[Entries on locating named items]
════════════════════

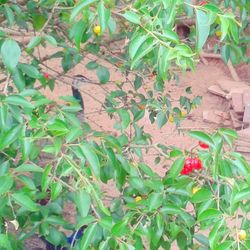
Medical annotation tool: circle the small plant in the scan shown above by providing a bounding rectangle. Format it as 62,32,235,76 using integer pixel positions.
0,0,250,250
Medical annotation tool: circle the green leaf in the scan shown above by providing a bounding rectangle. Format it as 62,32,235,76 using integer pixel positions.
70,0,97,21
129,34,148,59
131,37,158,69
96,66,110,83
0,234,13,250
220,16,229,41
11,193,39,212
123,11,141,24
188,131,214,148
147,193,163,211
4,4,15,27
208,219,225,249
111,219,129,237
50,182,62,200
168,157,185,179
12,68,25,91
156,111,167,128
75,190,91,218
191,188,213,203
70,20,86,50
233,187,250,203
118,109,131,130
85,61,99,70
45,35,57,46
26,36,42,50
1,40,21,71
5,95,34,108
198,208,222,221
97,1,110,32
80,143,101,179
41,165,52,192
19,63,42,79
229,19,239,44
0,125,22,150
134,75,142,90
196,9,210,51
14,163,44,173
48,120,70,136
0,176,13,196
194,234,209,247
221,44,230,64
80,223,97,250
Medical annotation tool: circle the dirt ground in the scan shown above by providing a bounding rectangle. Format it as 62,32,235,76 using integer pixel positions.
33,48,250,249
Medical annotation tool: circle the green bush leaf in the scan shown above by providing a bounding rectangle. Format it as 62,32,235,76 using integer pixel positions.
14,163,44,173
80,143,101,179
147,193,163,211
168,157,185,178
196,9,210,51
198,208,222,221
0,176,13,196
0,125,22,150
123,11,141,24
75,190,91,218
129,34,148,59
156,111,167,128
12,68,26,91
70,0,97,21
191,188,213,203
19,63,42,79
5,95,34,108
80,223,97,250
1,40,21,71
118,109,131,130
188,131,214,148
11,193,39,212
97,1,110,32
96,66,110,83
233,187,250,203
26,36,42,50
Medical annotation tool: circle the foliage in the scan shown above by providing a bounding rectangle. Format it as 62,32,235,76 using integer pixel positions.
0,0,250,249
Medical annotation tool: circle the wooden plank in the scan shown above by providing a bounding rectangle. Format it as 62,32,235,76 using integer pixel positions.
207,85,227,98
231,92,244,113
229,110,242,129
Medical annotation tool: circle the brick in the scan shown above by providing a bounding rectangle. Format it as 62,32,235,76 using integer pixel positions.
243,104,250,124
231,92,244,113
243,89,250,106
203,110,231,127
208,85,227,98
217,79,250,93
229,110,242,129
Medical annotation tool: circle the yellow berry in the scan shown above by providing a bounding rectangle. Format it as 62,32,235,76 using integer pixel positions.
135,196,142,202
168,114,174,123
138,104,145,110
93,25,101,36
181,110,187,117
192,187,201,194
215,30,222,37
238,230,247,240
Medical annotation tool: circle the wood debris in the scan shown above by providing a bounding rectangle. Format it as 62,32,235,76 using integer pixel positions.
206,80,250,162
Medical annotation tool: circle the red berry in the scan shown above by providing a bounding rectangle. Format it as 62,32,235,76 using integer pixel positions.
199,1,208,6
199,141,209,149
181,158,193,175
193,158,202,170
43,73,49,79
181,158,202,175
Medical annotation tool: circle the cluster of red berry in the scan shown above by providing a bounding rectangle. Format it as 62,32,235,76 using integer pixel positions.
199,1,208,6
181,141,209,175
181,158,202,175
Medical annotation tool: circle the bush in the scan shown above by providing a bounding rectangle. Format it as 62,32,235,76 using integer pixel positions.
0,0,250,250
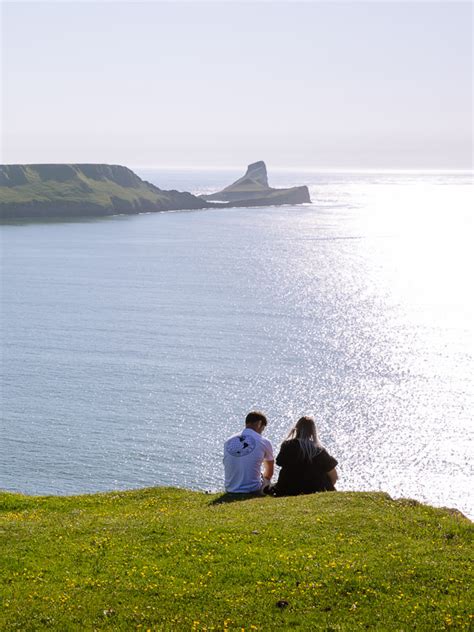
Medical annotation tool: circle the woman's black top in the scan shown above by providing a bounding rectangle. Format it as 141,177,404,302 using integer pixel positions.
274,439,337,496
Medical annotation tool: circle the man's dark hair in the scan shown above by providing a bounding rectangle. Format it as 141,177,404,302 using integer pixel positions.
245,410,267,426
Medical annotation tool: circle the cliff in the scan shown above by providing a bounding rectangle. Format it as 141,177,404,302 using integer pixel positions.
0,161,311,219
0,164,214,219
200,160,311,206
0,487,474,632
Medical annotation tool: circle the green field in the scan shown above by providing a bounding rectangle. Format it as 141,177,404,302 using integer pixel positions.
0,488,473,631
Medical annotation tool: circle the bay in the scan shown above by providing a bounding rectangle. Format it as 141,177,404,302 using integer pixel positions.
0,168,474,516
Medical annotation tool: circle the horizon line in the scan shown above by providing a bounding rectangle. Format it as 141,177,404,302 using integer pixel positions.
131,163,474,174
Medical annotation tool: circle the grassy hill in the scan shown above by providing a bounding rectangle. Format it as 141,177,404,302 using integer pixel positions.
0,164,212,219
0,488,473,632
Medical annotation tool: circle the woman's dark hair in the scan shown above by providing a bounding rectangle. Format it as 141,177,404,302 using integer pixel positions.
245,410,267,426
286,417,322,460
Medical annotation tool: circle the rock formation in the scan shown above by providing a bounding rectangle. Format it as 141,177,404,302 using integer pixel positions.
200,160,311,206
0,162,310,219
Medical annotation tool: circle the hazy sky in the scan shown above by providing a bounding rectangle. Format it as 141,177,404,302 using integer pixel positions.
1,0,473,169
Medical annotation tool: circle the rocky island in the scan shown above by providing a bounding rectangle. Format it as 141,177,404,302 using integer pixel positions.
200,160,311,206
0,162,310,220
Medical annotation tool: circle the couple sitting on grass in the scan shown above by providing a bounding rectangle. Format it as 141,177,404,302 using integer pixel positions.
224,411,337,496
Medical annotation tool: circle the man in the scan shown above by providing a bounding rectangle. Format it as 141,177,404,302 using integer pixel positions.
224,411,274,494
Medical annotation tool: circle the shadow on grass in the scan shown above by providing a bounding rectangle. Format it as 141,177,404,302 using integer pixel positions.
209,492,265,505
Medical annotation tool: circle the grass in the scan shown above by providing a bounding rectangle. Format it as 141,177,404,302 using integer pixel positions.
0,488,473,632
0,166,168,206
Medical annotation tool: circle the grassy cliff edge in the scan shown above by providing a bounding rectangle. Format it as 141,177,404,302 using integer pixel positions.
0,488,473,631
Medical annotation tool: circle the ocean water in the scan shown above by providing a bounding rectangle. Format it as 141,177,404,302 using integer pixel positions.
0,169,474,517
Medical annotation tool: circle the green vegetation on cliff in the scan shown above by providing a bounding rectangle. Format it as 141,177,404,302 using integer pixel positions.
0,164,212,219
0,488,473,632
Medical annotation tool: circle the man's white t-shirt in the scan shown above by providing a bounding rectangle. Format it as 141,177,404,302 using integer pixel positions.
224,428,273,494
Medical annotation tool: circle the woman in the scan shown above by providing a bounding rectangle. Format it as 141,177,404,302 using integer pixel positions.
273,417,338,496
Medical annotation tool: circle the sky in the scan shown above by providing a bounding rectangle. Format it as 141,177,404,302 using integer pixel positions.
0,0,473,169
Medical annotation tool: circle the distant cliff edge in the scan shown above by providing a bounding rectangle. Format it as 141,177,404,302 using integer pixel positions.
0,162,310,219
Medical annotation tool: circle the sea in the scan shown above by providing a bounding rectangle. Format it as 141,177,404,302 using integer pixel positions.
0,168,474,518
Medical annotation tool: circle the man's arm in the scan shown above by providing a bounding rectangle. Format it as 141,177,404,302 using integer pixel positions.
328,468,339,485
262,461,275,481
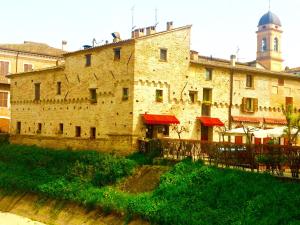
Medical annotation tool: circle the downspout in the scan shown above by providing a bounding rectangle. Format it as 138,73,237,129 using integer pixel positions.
16,52,20,73
228,55,236,142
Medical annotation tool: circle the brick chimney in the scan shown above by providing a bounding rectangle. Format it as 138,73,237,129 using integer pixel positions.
167,21,173,30
131,28,145,38
146,26,156,35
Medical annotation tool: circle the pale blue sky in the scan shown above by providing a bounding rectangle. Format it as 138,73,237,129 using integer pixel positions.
0,0,300,67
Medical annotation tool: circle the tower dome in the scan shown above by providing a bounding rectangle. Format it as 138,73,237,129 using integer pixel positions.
258,11,281,26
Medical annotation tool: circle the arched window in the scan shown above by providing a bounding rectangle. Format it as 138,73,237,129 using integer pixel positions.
261,38,267,52
274,37,279,52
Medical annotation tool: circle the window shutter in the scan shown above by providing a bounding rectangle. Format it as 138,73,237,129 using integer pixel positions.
253,98,258,112
241,97,247,112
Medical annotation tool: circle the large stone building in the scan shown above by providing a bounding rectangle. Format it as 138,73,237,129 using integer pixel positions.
9,12,300,154
0,41,64,132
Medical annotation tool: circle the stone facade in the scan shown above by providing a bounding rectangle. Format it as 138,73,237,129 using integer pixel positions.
0,42,63,132
9,21,300,154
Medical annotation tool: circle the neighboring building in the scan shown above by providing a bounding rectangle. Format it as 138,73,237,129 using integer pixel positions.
0,42,65,132
9,11,300,154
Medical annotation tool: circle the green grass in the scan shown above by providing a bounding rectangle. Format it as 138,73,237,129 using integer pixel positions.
0,145,300,225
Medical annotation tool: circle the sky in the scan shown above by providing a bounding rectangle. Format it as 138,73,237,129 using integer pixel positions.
0,0,300,67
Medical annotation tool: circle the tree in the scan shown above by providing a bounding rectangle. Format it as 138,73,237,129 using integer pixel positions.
281,104,300,145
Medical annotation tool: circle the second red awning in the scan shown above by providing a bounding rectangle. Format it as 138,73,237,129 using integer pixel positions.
143,114,180,125
197,116,224,127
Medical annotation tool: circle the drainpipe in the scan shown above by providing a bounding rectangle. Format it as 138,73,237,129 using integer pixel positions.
16,52,20,73
228,55,236,142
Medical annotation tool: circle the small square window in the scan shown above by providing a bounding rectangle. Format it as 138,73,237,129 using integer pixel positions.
90,88,97,103
58,123,64,134
114,48,121,61
85,54,92,66
36,123,42,134
160,48,168,62
205,69,212,80
34,83,41,101
16,121,21,134
155,90,163,102
90,127,96,139
246,75,253,88
24,64,32,72
56,81,61,95
122,88,129,101
189,91,198,103
75,126,81,137
278,78,284,86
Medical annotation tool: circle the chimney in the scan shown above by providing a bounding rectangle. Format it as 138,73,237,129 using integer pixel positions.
111,32,121,43
146,26,156,35
167,21,173,30
131,28,145,38
230,55,236,66
191,51,199,60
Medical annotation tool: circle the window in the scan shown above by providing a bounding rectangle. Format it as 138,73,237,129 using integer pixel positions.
261,38,267,52
246,75,253,88
242,98,258,113
272,86,278,94
278,78,284,86
36,123,42,134
16,121,21,134
0,61,9,76
274,37,279,52
58,123,64,134
90,127,96,139
114,48,121,61
0,92,8,107
203,88,212,103
24,64,32,72
160,48,168,61
205,69,212,80
85,54,92,66
285,97,293,110
189,91,198,103
201,104,211,116
56,81,61,95
155,90,163,102
75,126,81,137
34,83,41,101
122,88,129,101
90,88,97,103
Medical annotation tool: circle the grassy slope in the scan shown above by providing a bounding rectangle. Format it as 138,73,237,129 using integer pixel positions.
0,145,300,225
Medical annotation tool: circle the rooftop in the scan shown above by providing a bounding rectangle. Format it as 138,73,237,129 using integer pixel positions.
0,41,66,57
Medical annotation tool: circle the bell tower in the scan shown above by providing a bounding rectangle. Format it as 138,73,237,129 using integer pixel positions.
256,11,283,71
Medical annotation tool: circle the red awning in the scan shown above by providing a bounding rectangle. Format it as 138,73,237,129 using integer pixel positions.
232,116,264,123
197,116,224,127
265,118,287,125
143,114,180,125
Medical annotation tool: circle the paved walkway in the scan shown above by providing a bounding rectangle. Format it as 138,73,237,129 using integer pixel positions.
0,212,45,225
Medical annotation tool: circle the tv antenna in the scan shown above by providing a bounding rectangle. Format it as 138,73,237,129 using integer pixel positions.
131,5,135,31
154,8,158,27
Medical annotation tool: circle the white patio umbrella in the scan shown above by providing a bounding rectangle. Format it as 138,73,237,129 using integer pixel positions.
224,126,259,136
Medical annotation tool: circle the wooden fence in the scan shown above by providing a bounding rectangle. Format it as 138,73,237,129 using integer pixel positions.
140,139,300,178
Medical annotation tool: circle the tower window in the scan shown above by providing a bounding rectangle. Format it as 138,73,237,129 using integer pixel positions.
160,48,168,62
56,81,61,95
114,48,121,61
274,37,279,52
261,38,267,52
85,54,92,67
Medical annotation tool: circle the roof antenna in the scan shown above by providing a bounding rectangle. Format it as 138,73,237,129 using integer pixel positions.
131,5,135,31
154,8,158,27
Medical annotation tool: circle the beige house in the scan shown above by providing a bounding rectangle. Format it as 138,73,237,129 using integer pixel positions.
0,42,65,132
9,13,300,154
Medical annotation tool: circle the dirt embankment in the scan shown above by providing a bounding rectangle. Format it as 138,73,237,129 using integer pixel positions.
0,166,169,225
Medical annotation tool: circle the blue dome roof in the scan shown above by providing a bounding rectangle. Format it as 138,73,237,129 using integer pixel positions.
258,11,281,26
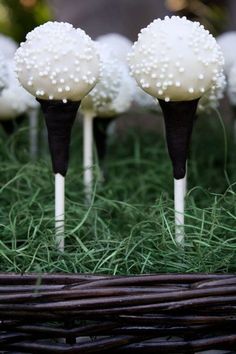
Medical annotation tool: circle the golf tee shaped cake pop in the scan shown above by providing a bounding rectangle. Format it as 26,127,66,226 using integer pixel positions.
81,43,133,202
93,33,133,185
15,22,99,250
129,16,224,244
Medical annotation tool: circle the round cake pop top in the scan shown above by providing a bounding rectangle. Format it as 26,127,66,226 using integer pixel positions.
15,22,99,103
216,31,236,75
96,33,132,62
128,16,224,102
81,44,133,117
0,34,18,59
197,75,226,113
0,61,39,120
227,62,236,106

════════════════════

Rescale the listing from the line containing "Medical annotation tool: circle the rooftop" to the line containing "0,212,45,225", both included, and reproduce each line with the requests unchanged. Multiply every bounding-box coordinate in the answers by 0.3 and round it to a whole number, with halves rounded up.

Complete answer
Medical annotation tool: circle the rooftop in the scan shown above by providing a bounding rectangle. Format it as 138,73,237,129 using integer pixel positions.
0,12,20,17
Medical annotation tool: circle the bell tower in the scan shown above by providing a bounding rectangle. Format it as 138,73,237,129 using integer pixel positions.
77,3,85,21
Medical annotation tool: circle the red awning in the scan shown above by providing a bounding rectangle. Format it as 138,73,237,129 using integer pixel positions.
70,35,79,37
59,35,67,38
80,35,86,38
43,34,54,38
Medical annotation tool: circle the paved walkway in the scan shown above by providing a bounding rectangle. Format it as 138,73,237,129 using integer pixel positions.
0,64,14,68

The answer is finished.